## What you need to do
Rewrite the items from the line containing "Where can the dark" through the line containing "<point>775,385</point>", requests included. Add 119 to every coordinate in the answer points only.
======== Records for processing ========
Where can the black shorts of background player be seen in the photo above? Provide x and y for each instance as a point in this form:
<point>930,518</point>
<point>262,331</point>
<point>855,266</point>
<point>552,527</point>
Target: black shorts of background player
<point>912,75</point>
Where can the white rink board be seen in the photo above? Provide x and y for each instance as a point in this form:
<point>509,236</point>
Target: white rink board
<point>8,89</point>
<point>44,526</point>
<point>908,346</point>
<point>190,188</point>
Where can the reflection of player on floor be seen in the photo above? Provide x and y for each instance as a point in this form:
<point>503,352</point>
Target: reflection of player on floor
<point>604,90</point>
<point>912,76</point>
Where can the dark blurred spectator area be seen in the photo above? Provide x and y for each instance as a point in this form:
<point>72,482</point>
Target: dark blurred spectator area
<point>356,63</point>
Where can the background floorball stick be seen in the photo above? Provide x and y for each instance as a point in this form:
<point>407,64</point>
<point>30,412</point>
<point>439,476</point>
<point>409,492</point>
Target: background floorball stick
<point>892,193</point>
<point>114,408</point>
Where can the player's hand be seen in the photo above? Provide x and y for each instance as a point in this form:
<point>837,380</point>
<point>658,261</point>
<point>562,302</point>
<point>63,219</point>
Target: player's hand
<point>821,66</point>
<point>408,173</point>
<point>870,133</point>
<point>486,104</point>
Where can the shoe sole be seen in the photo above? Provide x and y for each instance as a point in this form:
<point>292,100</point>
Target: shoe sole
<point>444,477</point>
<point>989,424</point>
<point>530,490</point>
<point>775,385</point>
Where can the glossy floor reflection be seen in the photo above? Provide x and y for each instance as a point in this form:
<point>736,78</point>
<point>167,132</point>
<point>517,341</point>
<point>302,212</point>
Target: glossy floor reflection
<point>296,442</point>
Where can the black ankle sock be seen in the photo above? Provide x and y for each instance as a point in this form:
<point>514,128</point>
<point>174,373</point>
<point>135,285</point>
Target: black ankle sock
========
## Written solution
Where can the dark blurred spectator area be seen in the photo above? Provide x and y for each instance as a point in this form:
<point>72,482</point>
Target: dark blurred spectator area
<point>475,182</point>
Where can the background floorball stick be seen in the photo above? Provide x and y for each instance as a point in this form:
<point>407,64</point>
<point>30,412</point>
<point>439,476</point>
<point>409,492</point>
Target: background floorball stick
<point>1011,312</point>
<point>233,527</point>
Where can the player's hand be seen in the photo above? Provide x and y for each instance as a point in this form:
<point>837,380</point>
<point>658,261</point>
<point>562,302</point>
<point>63,219</point>
Target: player's hand
<point>940,185</point>
<point>527,292</point>
<point>989,252</point>
<point>605,223</point>
Where can the shoe sole be seen in the photo above? Provide x and y for each instance as a point in this form:
<point>292,100</point>
Target: shoe sole
<point>563,596</point>
<point>1108,543</point>
<point>649,609</point>
<point>894,504</point>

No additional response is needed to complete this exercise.